#### RECORD EXCERPTS
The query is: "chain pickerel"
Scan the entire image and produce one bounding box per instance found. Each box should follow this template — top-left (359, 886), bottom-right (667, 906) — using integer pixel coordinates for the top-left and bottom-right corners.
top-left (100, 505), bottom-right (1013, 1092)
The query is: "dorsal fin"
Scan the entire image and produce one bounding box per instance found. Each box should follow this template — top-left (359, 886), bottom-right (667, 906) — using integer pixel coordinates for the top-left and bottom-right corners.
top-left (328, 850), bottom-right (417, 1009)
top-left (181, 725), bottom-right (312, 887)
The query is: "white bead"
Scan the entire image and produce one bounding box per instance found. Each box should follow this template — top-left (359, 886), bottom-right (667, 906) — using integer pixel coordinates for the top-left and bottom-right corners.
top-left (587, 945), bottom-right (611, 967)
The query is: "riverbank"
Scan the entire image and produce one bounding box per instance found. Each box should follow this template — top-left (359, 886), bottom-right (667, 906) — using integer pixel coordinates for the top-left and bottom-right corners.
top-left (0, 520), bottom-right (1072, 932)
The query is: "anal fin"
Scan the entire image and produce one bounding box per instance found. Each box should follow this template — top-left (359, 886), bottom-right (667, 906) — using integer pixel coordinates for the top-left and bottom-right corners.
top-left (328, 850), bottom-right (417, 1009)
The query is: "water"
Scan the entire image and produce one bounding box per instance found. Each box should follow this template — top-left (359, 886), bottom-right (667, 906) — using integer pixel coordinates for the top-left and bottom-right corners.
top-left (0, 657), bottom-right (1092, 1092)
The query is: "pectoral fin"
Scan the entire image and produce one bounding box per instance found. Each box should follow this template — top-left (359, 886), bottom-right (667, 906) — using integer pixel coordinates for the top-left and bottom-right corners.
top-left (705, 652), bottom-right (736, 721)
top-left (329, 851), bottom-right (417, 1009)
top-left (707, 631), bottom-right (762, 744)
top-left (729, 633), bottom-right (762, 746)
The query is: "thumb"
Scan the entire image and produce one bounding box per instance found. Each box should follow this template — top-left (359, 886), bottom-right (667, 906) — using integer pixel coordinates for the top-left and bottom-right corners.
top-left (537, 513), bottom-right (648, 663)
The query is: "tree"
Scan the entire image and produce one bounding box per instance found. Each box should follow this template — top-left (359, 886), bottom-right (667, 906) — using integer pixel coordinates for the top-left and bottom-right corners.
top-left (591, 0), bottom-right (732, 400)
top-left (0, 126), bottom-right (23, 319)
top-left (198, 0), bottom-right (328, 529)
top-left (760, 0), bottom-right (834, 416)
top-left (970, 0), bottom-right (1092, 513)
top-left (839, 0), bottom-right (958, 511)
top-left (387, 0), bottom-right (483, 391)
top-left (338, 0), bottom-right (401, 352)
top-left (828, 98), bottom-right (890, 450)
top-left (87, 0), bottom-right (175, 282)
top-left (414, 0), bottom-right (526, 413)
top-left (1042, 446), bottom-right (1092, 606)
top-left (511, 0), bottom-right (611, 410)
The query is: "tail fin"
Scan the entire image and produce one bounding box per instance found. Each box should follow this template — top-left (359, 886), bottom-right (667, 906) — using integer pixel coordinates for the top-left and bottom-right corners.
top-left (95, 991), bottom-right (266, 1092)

#### PROBLEM TO WORK ON
Please render every line of the items above as a JSON list of strings, one string per line, with blank lines left out.

#### ANSWER TO THE EXERCISE
[
  "The query is: \"chain pickerel\"",
  "Scan the entire image and produce one bounding box per instance found. Each box should follow this template — top-left (359, 886), bottom-right (667, 906) — using integer pixel coordinates for the top-left and bottom-right corners.",
  "top-left (100, 505), bottom-right (1013, 1092)",
  "The query is: \"dorsal fin\"",
  "Scan the entire image and produce one bounding box per instance found. Each box should follow this template — top-left (359, 886), bottom-right (667, 906) — using integer pixel coordinates for the top-left and bottom-right corners.",
  "top-left (328, 850), bottom-right (417, 1009)",
  "top-left (181, 725), bottom-right (312, 887)",
  "The query is: \"white bead\"",
  "Scan the entire image and produce one bounding box per instance found. Each box should follow this template — top-left (359, 886), bottom-right (667, 906) — using integer pixel coordinates for the top-left and bottom-right corners.",
  "top-left (587, 945), bottom-right (611, 967)",
  "The query is: \"riverbank\"",
  "Scan the entire image and produce one bounding box per instance found. Each box should follow this template — top-left (359, 886), bottom-right (667, 906) — using integer pixel coordinates for the top-left and bottom-right corners.",
  "top-left (0, 520), bottom-right (1072, 932)",
  "The query is: \"anal fin\"",
  "Scan the entire image and produce one bounding box per instance found. Each box should follow this template — top-left (359, 886), bottom-right (667, 906) — using integer pixel coordinates for the top-left and bottom-right corners.",
  "top-left (328, 850), bottom-right (417, 1009)",
  "The query is: \"water\"",
  "Scan the entire image and produce one bounding box per instance found. Each box should follow this template — top-left (359, 886), bottom-right (667, 906) — using integer pixel coordinates for the top-left and bottom-right corners.",
  "top-left (0, 657), bottom-right (1092, 1092)",
  "The query is: \"pectoral fin\"",
  "Scan the entire image and produce one bounding box per instance found. Each box should follow this template — top-left (359, 886), bottom-right (667, 906) — using integer pixel coordinates for the top-left and bottom-right corners.",
  "top-left (705, 652), bottom-right (736, 721)",
  "top-left (329, 851), bottom-right (417, 1009)",
  "top-left (707, 631), bottom-right (762, 744)",
  "top-left (729, 633), bottom-right (762, 746)",
  "The query is: \"thumb\"",
  "Scan the entire image and produce one bounding box per instance found. Each box should follow this template — top-left (359, 886), bottom-right (667, 906) — using integer pixel coordinates for the top-left and bottom-right corners.",
  "top-left (537, 513), bottom-right (648, 663)",
  "The query is: \"tree\"",
  "Scan the entire image and produce one bounding box per instance found. Each box should follow this template — top-left (359, 886), bottom-right (667, 906) — using integer pixel coordinates for the top-left and bottom-right corners.",
  "top-left (591, 0), bottom-right (732, 400)",
  "top-left (0, 126), bottom-right (23, 319)",
  "top-left (198, 0), bottom-right (328, 529)",
  "top-left (760, 0), bottom-right (834, 416)",
  "top-left (970, 0), bottom-right (1092, 513)",
  "top-left (839, 0), bottom-right (958, 511)",
  "top-left (387, 0), bottom-right (483, 391)",
  "top-left (338, 0), bottom-right (401, 352)",
  "top-left (828, 98), bottom-right (890, 450)",
  "top-left (87, 0), bottom-right (175, 282)",
  "top-left (414, 0), bottom-right (526, 413)",
  "top-left (1042, 446), bottom-right (1092, 606)",
  "top-left (511, 0), bottom-right (611, 410)",
  "The query is: \"tail fin\"",
  "Scan the entire image and produce one bounding box per instance found. Each box should follow this template — top-left (359, 886), bottom-right (667, 906) — using integer pixel coordinates for the top-left and bottom-right corners.",
  "top-left (95, 991), bottom-right (266, 1092)"
]